The gene pairs exclusively identified by the SIG method unravel mechanisms for PPARG function loss during prostate cancer development. PPARG encodes a protein in the peroxisome proliferator activating receptor (PPAR) family, and is a critical transcription factor to promote adipogenesis. PPARG has been reported to repress prostate cancer under some undetermined mechanisms [28], mainly due to the disadvantage made by adipogenesis for a cell to maintain in undifferentiated state. However, PPARG has high expression levels in prostate cancer cells, especially for the more undifferentiated stage [28]. Thus, PPARG seems to lose its repression role in prostate cancer. Genetic causes have been excluded since neither mutations in PPARG gene nor deletions in chromosomal region were detected in prostate cell lines or in tumours [28]. Therefore, we suppose the inactivation of PPARG occurs as a result of gene deregulation. Since PPARD has been suggested as a potent inhibitor for transcription activity of PPARG [29] based on the gene pairs exclusively detected by the SIG method, we provide explicable clues of PPARD's regulation role to promote PPARG inactivation.

PPARD belongs to PPAR family just as PPARG. It shows contradictory effects of roles during cellular development. A recent report [29] demonstrated it as rescuing prostate epithelial cells from growth inhibition. In the results of the SIG method, gene pair PPARD and DVL1 has highly positive correlation at HR stage and little correlation at HS stage. DVL1 encodes a protein in Wnt signaling which can inactivate GSK3B, prevent it from phosphorylating β-catenin (CTNNB1) with subsequent degradation. Because PPARD could play a role through activation of downstream genes [30], we assume that PPARD may enhance DVL1's transcription in HR stage. Consequently, GSK3B is inactivated and the degradation for β-catenin is decreased. Since CTNNB1 may repress CEBPD's activity, the latter has effect on enhancing PPARG's activity [31]. Therefore, we conclude that PPARD's activation on DVL1 leads to repressing PPARG's activity, and this gives clues for tumour repressor PPARG's inactivation and leads to cancer progression into the HR stage.

EXERCISE REQUIREMENTS
(a) Using the PPARG passage, decide whether each statement agrees with it. Answer yes or no for each and quote the deciding words.
(i) Mutations in the PPARG gene were detected in prostate tumours.
(ii) PPARG has high expression levels in prostate cancer cells.
(iii) The gene pair PPARD and DVL1 has highly positive correlation at the HS stage.
(b) According to the PPARG passage, what does DVL1 encode?
(c) Carry on the PPARG passage from its final sentence.
The data that comes next is not needed.

DATA PROVIDED
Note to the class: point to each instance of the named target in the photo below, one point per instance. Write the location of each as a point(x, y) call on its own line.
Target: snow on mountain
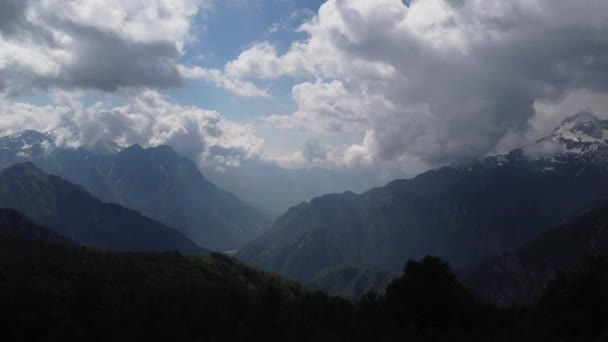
point(582, 134)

TASK ANSWERS
(a)
(i) No: "neither mutations in PPARG gene nor deletions in chromosomal region were detected in prostate cell lines or in tumours"
(ii) Yes: "PPARG has high expression levels in prostate cancer cells, especially for the more undifferentiated stage"
(iii) No: "gene pair PPARD and DVL1 has highly positive correlation at HR stage and little correlation at HS stage"

(b) DVL1 encodes a protein in Wnt signaling that can inactivate GSK3B.

(c)
Similarly, PPARD and NCOA2 are exclusively detected by SIG method, with highly negative correlation at HR stage, and little correlation in HS stage. The protein encoded by NCOA2 has intrinsic histone acetyltransferase activity, and is required for the maximal PPARG activity [31]. Inferring that PPARD also represses NCOA2's activity, provides another clue for PPARD's inactivation in prostate cancer progression.

Construction of gene interaction network

An important characteristic of the SIG method is that from its ability to identify differentially co-expressed gene pairs, we can track cancer progression at the molecular level, and obtain some biochemical information about 'evolution footprints'. In order to comprehend prostate cancer progression mechanisms, we exemplify prostate cancer progression from HS stage to HR stage. Deprived of androgen, cells at HS stage are confronted with survival selection. Despite of the neutral changes of gene pair co-regulation, under the pressure of androgen ablation, many cancer cells will die. Some malignant cells survive by developing proper anti-apoptosis strategies and finally adapt to hormone-refractory environment. Eventually the entire tumour becomes hormone unresponsive and loses growth control.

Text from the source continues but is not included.